## Stated problem
From the lines below, copy only those that contain the string "before". Matching is case-sensitive.

## Stored records
┌──

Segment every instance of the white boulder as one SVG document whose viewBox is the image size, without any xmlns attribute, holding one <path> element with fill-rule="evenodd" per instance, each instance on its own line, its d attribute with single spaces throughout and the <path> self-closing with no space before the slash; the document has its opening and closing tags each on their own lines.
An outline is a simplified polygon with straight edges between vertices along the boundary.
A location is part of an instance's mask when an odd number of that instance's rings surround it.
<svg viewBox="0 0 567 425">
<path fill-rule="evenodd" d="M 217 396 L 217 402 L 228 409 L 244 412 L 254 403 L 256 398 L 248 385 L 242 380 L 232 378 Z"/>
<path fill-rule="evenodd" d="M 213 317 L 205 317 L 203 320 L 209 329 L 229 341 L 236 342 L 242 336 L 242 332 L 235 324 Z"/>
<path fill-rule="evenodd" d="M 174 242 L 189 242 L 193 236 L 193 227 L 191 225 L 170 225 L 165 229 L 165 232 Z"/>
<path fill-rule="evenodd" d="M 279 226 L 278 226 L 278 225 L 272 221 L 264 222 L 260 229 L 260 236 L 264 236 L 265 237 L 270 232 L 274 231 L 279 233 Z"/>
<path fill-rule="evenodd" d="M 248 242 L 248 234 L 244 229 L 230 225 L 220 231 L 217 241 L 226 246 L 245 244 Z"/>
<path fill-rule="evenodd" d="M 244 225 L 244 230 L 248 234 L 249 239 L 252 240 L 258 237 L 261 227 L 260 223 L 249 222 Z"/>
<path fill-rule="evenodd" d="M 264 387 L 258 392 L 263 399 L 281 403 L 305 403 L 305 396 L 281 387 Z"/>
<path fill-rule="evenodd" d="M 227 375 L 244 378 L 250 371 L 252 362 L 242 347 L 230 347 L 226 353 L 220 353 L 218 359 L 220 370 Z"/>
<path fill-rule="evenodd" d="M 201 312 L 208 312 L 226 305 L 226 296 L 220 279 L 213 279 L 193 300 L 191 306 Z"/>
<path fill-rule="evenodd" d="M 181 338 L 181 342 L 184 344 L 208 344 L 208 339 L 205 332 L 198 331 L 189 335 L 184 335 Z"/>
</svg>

└──
┌──

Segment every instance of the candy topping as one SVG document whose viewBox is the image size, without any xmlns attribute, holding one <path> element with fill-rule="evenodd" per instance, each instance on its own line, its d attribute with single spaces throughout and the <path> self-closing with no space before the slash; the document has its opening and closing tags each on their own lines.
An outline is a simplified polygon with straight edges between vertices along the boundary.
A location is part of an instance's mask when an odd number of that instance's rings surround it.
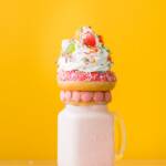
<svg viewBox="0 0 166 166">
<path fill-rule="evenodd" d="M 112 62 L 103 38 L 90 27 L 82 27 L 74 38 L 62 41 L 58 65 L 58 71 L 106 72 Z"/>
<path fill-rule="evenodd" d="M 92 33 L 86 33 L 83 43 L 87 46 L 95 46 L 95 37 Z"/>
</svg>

└──
┌──

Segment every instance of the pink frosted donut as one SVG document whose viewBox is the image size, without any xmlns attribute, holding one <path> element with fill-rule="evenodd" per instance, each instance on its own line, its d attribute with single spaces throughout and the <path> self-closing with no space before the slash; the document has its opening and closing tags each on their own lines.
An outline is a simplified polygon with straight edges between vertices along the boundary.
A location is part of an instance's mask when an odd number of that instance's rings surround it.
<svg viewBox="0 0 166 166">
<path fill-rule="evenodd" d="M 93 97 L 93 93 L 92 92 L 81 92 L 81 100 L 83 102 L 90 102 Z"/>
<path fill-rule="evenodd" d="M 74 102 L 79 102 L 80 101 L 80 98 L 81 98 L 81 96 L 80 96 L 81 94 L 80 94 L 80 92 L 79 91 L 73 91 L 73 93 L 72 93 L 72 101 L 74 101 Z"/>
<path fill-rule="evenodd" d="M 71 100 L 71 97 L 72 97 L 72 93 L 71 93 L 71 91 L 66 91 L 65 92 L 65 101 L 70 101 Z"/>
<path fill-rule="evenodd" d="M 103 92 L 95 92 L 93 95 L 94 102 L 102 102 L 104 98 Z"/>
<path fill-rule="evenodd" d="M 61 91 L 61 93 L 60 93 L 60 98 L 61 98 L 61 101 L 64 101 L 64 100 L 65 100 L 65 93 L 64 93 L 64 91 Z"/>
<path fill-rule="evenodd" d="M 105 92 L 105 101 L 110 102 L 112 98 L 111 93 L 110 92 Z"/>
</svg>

└──

## Response to the exercise
Segment every instance of the white boulder as one SVG document whose viewBox is the image size, without any xmlns attribute, holding one <path> element with fill-rule="evenodd" per instance, each instance on its own line, its d attribute with single spaces throughout and the <path> self-closing with no space before the slash; the document has its opening and closing tags each on their own lines.
Segment every instance of the candy topping as one SVG document whose viewBox is the image size, without any xmlns attribute, holding one <path> element with fill-rule="evenodd" per instance, each instance on its own line, its d attribute with single spaces throughout and the <path> self-closing with no space before the slash; the document has its opening and closing tags each on their own lines.
Segment every instance of the pink frosted donut as one SVG document whose viewBox is the image size, without any xmlns attribute, holding one <path> element with fill-rule="evenodd" per instance, each instance on its own line, its d attribute with single spaces throughout and the <path> self-closing with no space before the slash; the document has its opening and closing tags each on their own lines.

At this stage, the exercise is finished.